● Aim of the exercise:
Once you have counted the lines below that contain "green", give that number and nothing else.

● Collected data entries:

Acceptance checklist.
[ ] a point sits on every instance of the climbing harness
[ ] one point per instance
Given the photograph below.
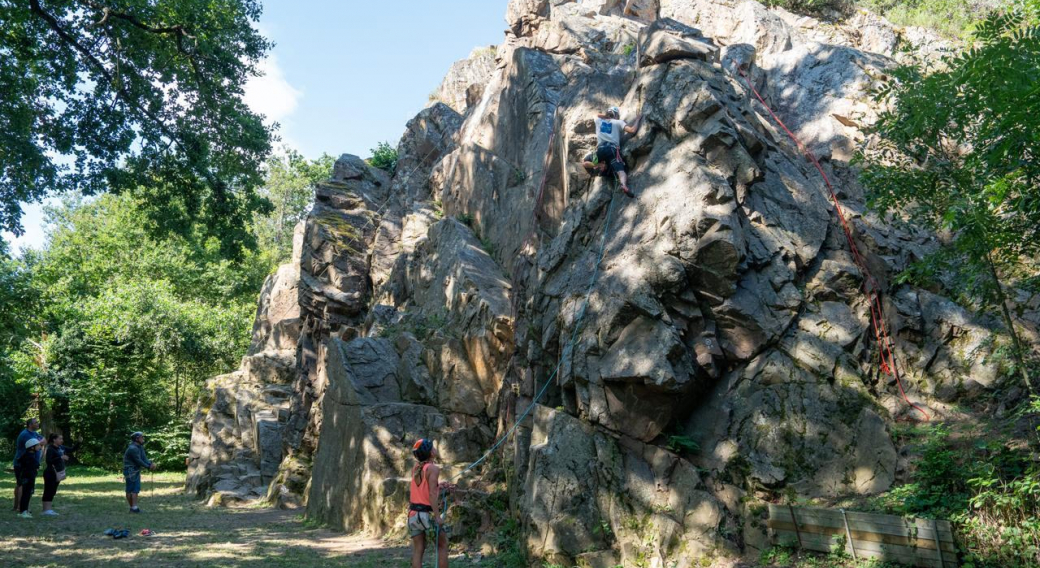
(871, 286)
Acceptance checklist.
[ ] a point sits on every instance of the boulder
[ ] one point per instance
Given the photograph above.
(666, 41)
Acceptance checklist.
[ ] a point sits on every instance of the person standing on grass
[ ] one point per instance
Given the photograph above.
(54, 460)
(28, 466)
(31, 426)
(423, 511)
(135, 460)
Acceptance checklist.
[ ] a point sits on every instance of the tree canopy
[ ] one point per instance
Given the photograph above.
(118, 95)
(960, 152)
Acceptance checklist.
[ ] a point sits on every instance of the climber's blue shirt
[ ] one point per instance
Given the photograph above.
(608, 130)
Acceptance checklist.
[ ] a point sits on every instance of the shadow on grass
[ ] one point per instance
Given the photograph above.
(187, 534)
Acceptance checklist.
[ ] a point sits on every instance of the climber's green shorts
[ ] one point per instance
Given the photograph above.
(422, 523)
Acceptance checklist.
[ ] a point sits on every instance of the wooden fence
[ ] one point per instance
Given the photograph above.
(916, 542)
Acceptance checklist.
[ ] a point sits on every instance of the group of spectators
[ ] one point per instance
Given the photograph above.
(32, 454)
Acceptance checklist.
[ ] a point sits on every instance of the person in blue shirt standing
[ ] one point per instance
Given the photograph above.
(31, 426)
(134, 460)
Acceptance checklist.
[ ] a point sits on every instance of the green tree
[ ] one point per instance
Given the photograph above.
(117, 95)
(131, 325)
(288, 185)
(18, 302)
(959, 151)
(384, 157)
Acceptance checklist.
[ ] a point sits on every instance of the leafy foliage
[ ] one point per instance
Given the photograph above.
(989, 491)
(18, 302)
(169, 445)
(289, 188)
(952, 18)
(809, 6)
(130, 326)
(958, 151)
(119, 96)
(384, 157)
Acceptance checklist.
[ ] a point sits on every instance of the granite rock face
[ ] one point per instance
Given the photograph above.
(724, 343)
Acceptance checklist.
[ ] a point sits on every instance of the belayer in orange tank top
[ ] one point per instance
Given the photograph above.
(423, 510)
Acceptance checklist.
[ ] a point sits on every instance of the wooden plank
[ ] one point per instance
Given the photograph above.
(886, 524)
(888, 552)
(828, 518)
(858, 535)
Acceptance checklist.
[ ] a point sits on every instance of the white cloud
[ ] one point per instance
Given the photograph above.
(271, 95)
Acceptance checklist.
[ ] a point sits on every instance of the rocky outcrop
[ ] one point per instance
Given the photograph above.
(723, 355)
(237, 431)
(463, 86)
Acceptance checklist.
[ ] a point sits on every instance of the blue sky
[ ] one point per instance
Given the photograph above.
(347, 74)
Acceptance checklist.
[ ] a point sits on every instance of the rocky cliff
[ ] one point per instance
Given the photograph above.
(723, 356)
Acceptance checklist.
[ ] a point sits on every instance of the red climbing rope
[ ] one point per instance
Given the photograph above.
(871, 287)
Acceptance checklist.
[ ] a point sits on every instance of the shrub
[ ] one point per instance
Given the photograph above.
(384, 157)
(169, 445)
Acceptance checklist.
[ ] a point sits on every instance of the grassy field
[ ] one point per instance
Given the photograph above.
(187, 535)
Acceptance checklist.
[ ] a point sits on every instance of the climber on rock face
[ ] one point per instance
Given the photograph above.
(608, 129)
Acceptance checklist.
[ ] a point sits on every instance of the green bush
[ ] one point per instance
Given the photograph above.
(811, 6)
(990, 493)
(953, 18)
(384, 157)
(169, 445)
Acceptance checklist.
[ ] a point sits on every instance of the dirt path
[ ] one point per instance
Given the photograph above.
(187, 535)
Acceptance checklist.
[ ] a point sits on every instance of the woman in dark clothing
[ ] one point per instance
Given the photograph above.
(29, 467)
(54, 459)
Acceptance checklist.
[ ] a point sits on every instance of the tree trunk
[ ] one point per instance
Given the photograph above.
(177, 393)
(1016, 343)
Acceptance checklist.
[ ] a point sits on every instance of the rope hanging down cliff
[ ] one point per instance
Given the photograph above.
(871, 286)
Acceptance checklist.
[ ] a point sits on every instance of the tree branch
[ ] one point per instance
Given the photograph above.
(107, 11)
(120, 87)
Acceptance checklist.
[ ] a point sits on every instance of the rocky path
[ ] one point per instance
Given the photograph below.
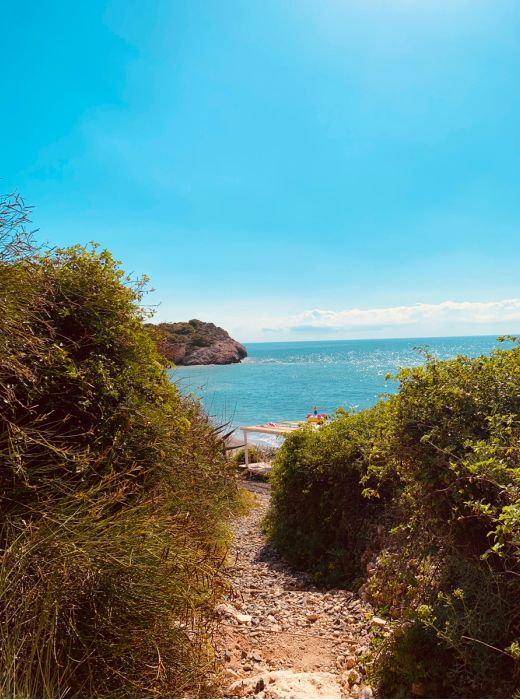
(282, 637)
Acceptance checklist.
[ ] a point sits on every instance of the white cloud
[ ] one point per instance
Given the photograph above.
(407, 317)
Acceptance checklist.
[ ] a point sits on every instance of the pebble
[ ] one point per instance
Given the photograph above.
(378, 622)
(268, 598)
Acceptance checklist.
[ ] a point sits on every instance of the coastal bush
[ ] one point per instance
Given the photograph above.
(325, 511)
(426, 500)
(114, 490)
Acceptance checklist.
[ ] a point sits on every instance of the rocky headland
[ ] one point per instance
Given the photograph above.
(197, 343)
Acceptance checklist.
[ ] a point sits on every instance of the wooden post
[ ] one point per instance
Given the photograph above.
(246, 449)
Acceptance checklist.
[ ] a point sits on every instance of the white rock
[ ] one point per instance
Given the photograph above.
(243, 619)
(288, 684)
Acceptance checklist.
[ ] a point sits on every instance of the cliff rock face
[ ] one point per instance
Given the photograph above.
(198, 343)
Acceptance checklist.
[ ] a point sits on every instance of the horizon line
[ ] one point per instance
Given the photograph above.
(353, 340)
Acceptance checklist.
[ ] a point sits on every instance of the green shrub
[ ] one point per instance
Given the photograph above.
(114, 491)
(325, 512)
(425, 488)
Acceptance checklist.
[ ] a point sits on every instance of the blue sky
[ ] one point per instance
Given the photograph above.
(288, 169)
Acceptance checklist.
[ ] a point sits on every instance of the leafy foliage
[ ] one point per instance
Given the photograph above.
(421, 496)
(114, 490)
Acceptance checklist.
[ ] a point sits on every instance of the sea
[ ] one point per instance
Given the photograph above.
(284, 381)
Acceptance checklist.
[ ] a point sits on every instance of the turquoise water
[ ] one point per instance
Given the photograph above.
(285, 380)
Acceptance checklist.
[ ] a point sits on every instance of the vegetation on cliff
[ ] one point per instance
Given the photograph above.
(114, 490)
(197, 342)
(418, 501)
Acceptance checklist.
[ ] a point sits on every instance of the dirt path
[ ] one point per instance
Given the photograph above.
(281, 636)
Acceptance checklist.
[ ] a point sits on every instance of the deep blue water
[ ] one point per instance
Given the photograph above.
(285, 380)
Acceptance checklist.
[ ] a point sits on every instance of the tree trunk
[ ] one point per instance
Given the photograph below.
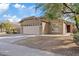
(76, 22)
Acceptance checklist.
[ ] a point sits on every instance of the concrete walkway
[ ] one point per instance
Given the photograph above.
(17, 50)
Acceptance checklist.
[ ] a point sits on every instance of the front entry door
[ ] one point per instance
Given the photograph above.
(68, 28)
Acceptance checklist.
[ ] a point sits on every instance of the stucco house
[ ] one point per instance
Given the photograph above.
(39, 25)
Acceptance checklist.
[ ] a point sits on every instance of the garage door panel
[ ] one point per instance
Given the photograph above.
(31, 30)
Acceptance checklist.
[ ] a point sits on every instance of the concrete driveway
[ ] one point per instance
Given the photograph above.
(8, 49)
(11, 39)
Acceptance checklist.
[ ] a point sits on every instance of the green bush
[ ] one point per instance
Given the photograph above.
(76, 38)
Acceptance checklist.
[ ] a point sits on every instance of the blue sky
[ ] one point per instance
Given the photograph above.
(14, 12)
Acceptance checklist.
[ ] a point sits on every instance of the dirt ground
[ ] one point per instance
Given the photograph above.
(60, 45)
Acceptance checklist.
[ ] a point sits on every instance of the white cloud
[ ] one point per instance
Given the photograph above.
(13, 18)
(4, 7)
(19, 6)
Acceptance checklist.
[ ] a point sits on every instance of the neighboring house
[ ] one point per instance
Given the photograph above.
(38, 25)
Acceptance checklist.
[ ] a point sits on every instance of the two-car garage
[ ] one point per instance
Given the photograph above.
(30, 25)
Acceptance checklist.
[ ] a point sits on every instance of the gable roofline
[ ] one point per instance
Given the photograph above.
(31, 18)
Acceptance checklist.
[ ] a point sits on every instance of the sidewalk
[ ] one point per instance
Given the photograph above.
(17, 50)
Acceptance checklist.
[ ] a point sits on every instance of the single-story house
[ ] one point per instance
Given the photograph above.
(39, 25)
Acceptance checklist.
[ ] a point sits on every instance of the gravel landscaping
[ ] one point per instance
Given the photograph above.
(60, 45)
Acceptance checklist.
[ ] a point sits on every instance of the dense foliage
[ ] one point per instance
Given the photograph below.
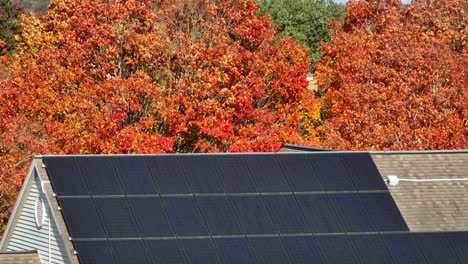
(305, 20)
(148, 76)
(395, 77)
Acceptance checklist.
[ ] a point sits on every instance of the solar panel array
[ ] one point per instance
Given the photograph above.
(233, 208)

● Response below:
5